So DeepSeek is the most discussed thing in AI now and the main reason is basically this. It shows that the DeepSeek startup spent about 2. 8 million GPU hours on training their language model.
That would take one GPU more than 300 years to do this alone. But of course, they used about 2,000 GPUs so it took them about 2 months to train their model. Now, is this number good?
Is it bad? Well, let's compare it with Llama, for example. The largest Lama 3 model was trained for almost 31 million GPU hours.
That's about 11 times more than DeepSeek! Now, on top of all of this, they managed to train their model on relatively inferior GPU chips. Because of the US export regulations, Nvidia cannot currently sell their most powerful GPUs to China.
So, to bypass this problem, Nvidia nerfed their chips and instead of H100s China now gets less powerful H800s. And these nerfed versions seem cheaper to run, apparently only $2 per hour, which gets us to this cost of 5. 6 million dollars.
That's orders of magnitude less than the training cost for models like GPT and Gemini. And the thing is that until now, only these big players like OpenAI, Google, and Meta could could be training such large models due to the costs, and the rest of us had to wait. And that might change because of DeepSeek now.

=== EXERCISE DATA ===
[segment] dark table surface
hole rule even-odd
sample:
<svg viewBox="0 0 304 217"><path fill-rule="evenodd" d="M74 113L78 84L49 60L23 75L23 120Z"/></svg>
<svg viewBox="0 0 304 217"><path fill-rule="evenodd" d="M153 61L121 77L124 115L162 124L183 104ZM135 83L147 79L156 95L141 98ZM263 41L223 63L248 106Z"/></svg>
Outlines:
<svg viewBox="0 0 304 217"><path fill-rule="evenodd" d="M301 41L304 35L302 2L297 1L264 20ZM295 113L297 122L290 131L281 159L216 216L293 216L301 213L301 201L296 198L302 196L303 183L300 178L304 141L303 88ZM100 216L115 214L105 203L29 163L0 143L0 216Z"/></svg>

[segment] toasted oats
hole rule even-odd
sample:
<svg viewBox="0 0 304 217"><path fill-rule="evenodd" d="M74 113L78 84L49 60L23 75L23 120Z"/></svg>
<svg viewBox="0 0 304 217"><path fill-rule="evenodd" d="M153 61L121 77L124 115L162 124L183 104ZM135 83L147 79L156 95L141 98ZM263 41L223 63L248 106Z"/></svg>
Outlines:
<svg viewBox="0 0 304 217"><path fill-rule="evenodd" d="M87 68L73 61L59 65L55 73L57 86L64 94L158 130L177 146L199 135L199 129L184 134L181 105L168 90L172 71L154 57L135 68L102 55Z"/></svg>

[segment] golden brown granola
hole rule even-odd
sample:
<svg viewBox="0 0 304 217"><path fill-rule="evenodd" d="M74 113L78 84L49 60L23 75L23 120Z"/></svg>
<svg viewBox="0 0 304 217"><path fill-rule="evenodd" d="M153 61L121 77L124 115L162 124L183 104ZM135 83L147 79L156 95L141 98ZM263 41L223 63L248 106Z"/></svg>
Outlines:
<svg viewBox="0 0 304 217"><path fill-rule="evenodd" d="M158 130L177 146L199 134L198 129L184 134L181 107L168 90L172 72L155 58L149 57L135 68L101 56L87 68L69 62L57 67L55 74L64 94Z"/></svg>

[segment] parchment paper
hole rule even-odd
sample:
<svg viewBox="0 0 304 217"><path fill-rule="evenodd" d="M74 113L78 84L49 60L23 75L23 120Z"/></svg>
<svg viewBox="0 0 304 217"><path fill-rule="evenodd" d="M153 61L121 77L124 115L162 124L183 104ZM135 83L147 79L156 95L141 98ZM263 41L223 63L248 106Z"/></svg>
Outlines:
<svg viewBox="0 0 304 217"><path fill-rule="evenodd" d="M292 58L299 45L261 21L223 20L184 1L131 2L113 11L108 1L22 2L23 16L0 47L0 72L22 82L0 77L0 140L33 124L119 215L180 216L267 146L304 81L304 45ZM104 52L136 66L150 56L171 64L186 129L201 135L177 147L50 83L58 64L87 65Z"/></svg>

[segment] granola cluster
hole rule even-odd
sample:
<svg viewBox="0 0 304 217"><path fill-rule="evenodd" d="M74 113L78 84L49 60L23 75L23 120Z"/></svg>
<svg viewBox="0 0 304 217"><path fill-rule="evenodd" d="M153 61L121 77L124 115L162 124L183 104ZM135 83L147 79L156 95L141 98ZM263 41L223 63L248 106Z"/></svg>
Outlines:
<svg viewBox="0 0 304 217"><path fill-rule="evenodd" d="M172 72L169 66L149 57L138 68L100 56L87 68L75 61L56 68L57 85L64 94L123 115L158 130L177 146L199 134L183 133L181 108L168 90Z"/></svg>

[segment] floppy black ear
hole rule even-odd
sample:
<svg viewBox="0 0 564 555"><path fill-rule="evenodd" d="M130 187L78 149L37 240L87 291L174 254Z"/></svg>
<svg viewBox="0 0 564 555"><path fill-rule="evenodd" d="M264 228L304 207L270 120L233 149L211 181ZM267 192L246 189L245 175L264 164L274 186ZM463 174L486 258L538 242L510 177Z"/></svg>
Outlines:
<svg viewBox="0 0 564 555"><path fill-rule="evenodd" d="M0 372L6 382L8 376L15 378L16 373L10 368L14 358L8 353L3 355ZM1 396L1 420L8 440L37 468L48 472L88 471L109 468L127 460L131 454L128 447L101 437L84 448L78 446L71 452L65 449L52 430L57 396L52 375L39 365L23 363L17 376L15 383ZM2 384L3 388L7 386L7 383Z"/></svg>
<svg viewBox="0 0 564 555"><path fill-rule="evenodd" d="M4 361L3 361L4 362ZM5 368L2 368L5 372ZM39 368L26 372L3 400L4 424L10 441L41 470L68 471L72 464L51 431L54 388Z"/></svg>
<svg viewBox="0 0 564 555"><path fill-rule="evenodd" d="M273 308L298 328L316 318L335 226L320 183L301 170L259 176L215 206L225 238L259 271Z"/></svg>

=== WHAT YOU NEED TO DO ===
Reproduce the text about DeepSeek's training costs above between "That's orders of" and "of DeepSeek now.", inclusive.

=== PROBLEM SOLUTION ===
That's orders of magnitude less than the training cost for models like GPT and Gemini. And the thing is that until now, only these big players like OpenAI, Google, and Meta could could be training such large models due to the costs, and the rest of us had to wait. And that might change because of DeepSeek now.